LESETEXT:
+++

Neben Jan Philipp Albrecht, Mitglied der Grünen im Europäischen Parlament, gehören unter anderem EU-Parlamentspräsident Martin Schulz, die Schriftstellerin Juli Zeh, der Blogger Sascha Lobo und 23 weitere Prominente zu den Initiatoren der Charta für digitale Grundrechte. Der Entwurf umfasst 23 Artikel und macht unter anderem Vorschläge zur Autonomie und Freiheit des Einzelnen, zum Einsatz und zur Entwicklung künstlicher Intelligenz, zur Datensicherheit und zum Umgang mit Hetze und Hass im Internet. Die Charta wurde in mehreren überregionalen Zeitungen veröffentlicht sowie im Internet.

Deutsche Welle: Warum braucht die EU eine Charta der digitalen Grundrechte?

+++

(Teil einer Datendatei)
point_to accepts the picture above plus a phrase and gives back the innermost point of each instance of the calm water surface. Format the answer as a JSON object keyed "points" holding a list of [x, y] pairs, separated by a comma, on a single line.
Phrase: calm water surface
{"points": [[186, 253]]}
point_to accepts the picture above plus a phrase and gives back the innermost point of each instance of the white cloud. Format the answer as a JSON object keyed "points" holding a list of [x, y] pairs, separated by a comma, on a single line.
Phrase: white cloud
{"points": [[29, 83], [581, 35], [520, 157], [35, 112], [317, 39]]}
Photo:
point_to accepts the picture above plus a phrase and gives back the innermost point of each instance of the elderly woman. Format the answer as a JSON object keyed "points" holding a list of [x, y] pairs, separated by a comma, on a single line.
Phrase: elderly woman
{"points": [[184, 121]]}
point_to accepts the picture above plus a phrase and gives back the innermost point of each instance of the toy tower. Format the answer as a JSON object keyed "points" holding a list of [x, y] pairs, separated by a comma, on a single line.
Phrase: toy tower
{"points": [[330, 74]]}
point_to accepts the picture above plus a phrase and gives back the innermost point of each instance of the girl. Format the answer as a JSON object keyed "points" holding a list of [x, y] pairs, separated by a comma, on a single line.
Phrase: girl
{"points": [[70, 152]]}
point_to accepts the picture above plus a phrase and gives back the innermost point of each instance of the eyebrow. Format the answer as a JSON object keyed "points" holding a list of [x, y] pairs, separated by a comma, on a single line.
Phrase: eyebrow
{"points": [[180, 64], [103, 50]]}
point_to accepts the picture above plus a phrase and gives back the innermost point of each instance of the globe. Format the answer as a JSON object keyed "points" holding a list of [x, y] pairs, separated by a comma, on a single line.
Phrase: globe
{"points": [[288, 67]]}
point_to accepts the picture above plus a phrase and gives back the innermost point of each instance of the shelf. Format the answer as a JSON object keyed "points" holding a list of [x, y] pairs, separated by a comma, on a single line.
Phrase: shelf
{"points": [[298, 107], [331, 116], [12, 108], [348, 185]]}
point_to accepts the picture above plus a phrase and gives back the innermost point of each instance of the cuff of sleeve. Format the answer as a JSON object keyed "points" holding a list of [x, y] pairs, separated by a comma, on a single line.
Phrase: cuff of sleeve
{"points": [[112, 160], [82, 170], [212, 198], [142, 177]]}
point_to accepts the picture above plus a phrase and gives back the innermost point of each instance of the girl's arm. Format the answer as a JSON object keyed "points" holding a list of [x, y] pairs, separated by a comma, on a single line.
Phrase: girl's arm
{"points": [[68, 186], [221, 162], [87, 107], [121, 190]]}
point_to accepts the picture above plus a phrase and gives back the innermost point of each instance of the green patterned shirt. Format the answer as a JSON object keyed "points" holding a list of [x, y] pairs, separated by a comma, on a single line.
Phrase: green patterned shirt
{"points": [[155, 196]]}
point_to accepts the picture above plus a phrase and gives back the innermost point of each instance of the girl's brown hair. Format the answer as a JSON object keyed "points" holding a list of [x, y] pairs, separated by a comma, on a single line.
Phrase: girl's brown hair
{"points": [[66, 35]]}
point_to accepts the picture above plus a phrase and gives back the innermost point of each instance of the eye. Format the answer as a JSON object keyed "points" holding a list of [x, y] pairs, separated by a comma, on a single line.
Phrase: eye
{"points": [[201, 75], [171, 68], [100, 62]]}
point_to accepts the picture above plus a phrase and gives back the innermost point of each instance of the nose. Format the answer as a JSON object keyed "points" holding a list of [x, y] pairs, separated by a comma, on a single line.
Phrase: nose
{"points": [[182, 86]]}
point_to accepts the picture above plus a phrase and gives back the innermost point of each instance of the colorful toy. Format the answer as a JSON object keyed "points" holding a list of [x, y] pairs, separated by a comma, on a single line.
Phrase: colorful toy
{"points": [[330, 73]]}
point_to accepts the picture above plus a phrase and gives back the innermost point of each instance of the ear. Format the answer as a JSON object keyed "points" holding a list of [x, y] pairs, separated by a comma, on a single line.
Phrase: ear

+++

GESTELLTE AUFGABE 1:
Stimmen diese Aussagen mit dem Lesetext überein: (a) Der Entwurf der Charta umfasst 23 Artikel. (b) Die Charta wurde ausschließlich im Internet veröffentlicht. (c) Jan Philipp Albrecht ist Mitglied der Grünen im Europäischen Parlament? Antworte jeweils mit Ja oder Nein und zitiere die entscheidenden Worte des Lesetextes wörtlich.
GESTELLTE AUFGABE 2:
Als was wird Juli Zeh im Lesetext bezeichnet?

VOLLSTÄNDIGE AUSGABE 1:
(a) Ja: „Der Entwurf umfasst 23 Artikel“
(b) Nein: „Die Charta wurde in mehreren überregionalen Zeitungen veröffentlicht sowie im Internet.“
(c) Ja: „Jan Philipp Albrecht, Mitglied der Grünen im Europäischen Parlament“

VOLLSTÄNDIGE AUSGABE 2:
Als Schriftstellerin.